[START OF Given passage]
It was a small party, consisting only of Varina; the children; Maggie Howell, Mrs. Davis’s sister; Burton Harrison, Davis’s personal secretary; two daughters of Secretary of the Treasury George Trenholm; two trusted black servants named Ellen and James Jones; and a young midshipman named James Morgan, who would act as the sole armed guard for the party. Though Federal forces were threatening the capital city and Union cavalry was roaming the countryside, Davis did not assign a military escort to protect his family. Varina, biographer of her husband, never speculated in print as to why the family did not rate a guard of soldiers when it would be venturing close to enemy-held territory. The president may have thought two things: if a military train was leaving Richmond with his family, it could create more notice and potential public panic, and second, if the train was approached by Union cavalry and the Confederate escort resisted, the Union soldiers might indiscriminately fire on the train without realizing that it carried only women and children.
Davis knelt and warmly embraced his children, showering them with kisses. The few bystanders standing on the station’s landing were shocked at his behavior. In public Davis was always reserved, barely acknowledging strangers and expressing reluctance even to shake hands. But in the presence of his own family or in the privacy of the Executive Mansion, he was an attentive, affectionate father, instantly on his knees to be eye to eye with his children. At home Varina had repeatedly admonished him to change out of his dress suits before rolling on the floor with his children. He had worn out many pairs of expensive dress pants crawling around on all fours playing with his children.
[END OF Given passage]
# Task set:
1 - Say whether each statement agrees with the passage about the Davis family's departure. Answer yes or no for each, and quote the words of the passage that decide it.
(a) James Morgan was the only armed guard for the party.
(b) Davis assigned a military escort to protect his family.
(c) In public, Davis readily shook hands with strangers.
2 - In the rows, retype the stretch from the line containing "Check the image below for the presence of any shower" through the line containing "396 207 408 288", keeping both of those lines.
[START OF Information shown]
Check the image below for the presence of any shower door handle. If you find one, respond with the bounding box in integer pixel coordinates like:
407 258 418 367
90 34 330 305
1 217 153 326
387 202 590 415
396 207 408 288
[END OF Information shown]
[START OF Information shown]
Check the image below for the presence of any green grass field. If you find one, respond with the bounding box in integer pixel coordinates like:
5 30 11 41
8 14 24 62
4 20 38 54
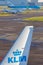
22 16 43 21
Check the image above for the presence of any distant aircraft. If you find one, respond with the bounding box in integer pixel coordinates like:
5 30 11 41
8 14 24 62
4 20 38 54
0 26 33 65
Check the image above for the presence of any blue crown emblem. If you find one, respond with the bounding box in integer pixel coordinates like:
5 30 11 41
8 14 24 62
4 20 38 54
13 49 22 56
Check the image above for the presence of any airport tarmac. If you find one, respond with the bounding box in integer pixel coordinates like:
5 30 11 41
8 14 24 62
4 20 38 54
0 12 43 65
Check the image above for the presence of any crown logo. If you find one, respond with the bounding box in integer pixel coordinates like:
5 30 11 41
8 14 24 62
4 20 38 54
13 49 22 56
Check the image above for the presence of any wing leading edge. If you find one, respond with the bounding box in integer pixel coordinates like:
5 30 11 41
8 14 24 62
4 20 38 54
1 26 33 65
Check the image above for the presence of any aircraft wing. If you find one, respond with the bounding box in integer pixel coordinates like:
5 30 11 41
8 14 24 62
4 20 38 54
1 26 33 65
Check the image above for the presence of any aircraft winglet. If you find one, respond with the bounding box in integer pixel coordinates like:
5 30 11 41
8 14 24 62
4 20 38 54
[END OF Information shown]
# Answers per task:
1 -
(a) Yes: "a young midshipman named James Morgan, who would act as the sole armed guard for the party"
(b) No: "Davis did not assign a military escort to protect his family"
(c) No: "expressing reluctance even to shake hands"

2 -
Check the image below for the presence of any shower door handle. If you find one, respond with the bounding box in integer pixel coordinates like:
407 258 418 367
90 34 330 305
1 217 153 326
387 202 590 415
396 207 408 288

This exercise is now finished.